— START OF Given passage —

N-Queen Solver for OpenCL

Discussion in 'GPGPU Technology & Programming' started by pcchen, Jan 10, 2010.

  1. fellix

    fellix Hey, You!
    Veteran

    Joined:
    Dec 4, 2004
    Messages:
    3,494
    Likes Received:
    405
    Location:
    Varna, Bulgaria
    Code:
    nqueen_cl 17
    
    Platform [0]: ATI Stream
    Select platform 0
    Using GPU device
    Using 81920 threads
    17-queen has 95815104 solutions (11977939 unique)
    Time used: 3.82s
    HD5870 @ 900MHz GPU.
     
  2. pcchen

    pcchen Moderator
    Moderator Veteran Subscriber

    Joined:
    Feb 6, 2002
    Messages:
    2,785
    Likes Received:
    173
    Location:
    Taiwan
    I've been thinking about using a different algorithm for computing unique solutions. I had tried another approach, using a rotational order instead of current top-down order to completely avoid generating redundant solutions. However, it's more computing intensive so it's actually slower on CPU even though it doesn't need a final rotation check step. The idea back then is that the number of solutions is actually very small compared to the whole problem space, so it makes sense to trade the computation in normal problem space to more computation for solutions only, and the total amount of computation will be smaller.

— END OF Given passage —
— START OF Data for this task —

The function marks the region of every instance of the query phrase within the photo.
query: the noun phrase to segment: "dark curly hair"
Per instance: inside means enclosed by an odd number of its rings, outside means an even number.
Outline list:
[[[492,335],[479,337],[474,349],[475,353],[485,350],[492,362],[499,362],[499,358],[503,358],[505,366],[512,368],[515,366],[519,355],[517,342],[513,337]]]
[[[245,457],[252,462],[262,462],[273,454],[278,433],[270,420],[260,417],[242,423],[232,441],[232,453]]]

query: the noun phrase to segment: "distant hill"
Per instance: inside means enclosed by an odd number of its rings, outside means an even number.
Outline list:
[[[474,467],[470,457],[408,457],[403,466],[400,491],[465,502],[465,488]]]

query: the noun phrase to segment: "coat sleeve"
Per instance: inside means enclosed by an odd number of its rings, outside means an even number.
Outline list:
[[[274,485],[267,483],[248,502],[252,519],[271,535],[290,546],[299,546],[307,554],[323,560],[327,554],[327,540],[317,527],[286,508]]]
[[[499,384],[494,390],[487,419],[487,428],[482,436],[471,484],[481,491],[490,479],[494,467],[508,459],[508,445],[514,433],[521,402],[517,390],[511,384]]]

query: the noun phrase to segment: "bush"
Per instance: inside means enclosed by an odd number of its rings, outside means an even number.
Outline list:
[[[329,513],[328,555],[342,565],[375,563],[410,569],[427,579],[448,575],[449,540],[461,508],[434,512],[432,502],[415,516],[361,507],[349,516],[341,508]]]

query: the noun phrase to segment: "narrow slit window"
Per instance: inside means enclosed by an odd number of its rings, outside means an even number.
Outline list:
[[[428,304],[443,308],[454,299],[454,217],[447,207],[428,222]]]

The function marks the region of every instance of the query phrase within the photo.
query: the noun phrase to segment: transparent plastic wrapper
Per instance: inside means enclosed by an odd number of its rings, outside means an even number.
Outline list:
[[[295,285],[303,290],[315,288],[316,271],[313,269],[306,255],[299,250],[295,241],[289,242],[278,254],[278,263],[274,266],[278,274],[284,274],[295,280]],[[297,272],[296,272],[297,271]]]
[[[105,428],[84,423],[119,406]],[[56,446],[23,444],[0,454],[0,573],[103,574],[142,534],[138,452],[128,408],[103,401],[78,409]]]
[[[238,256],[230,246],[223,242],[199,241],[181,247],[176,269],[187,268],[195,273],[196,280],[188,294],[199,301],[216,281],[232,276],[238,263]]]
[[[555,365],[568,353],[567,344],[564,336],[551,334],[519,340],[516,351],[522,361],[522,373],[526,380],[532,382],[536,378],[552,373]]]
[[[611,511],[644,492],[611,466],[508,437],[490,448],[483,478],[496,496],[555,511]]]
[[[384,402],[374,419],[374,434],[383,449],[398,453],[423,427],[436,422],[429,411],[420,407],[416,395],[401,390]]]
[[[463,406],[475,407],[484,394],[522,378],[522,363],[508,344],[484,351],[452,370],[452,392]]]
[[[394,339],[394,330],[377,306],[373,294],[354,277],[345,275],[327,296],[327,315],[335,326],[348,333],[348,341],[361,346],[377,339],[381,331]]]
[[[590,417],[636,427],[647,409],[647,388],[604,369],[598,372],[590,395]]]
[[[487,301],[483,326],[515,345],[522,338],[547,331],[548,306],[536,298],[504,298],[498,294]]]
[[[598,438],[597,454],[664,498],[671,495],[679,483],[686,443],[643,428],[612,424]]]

— END OF Data for this task —

*Exercises to complete*:
1/ Write out the part of the N-Queen solver thread starting at "Platform [0]: ATI" and ending at "HD5870 @ 900MHz GPU.".
2/ How many lines of the listing contain the string "segment"? Give only the number.

*The replies*:
1/
Platform [0]: ATI Stream
    Select platform 0
    Using GPU device
    Using 81920 threads
    17-queen has 95815104 solutions (11977939 unique)
    Time used: 3.82s
    HD5870 @ 900MHz GPU.

2/ 6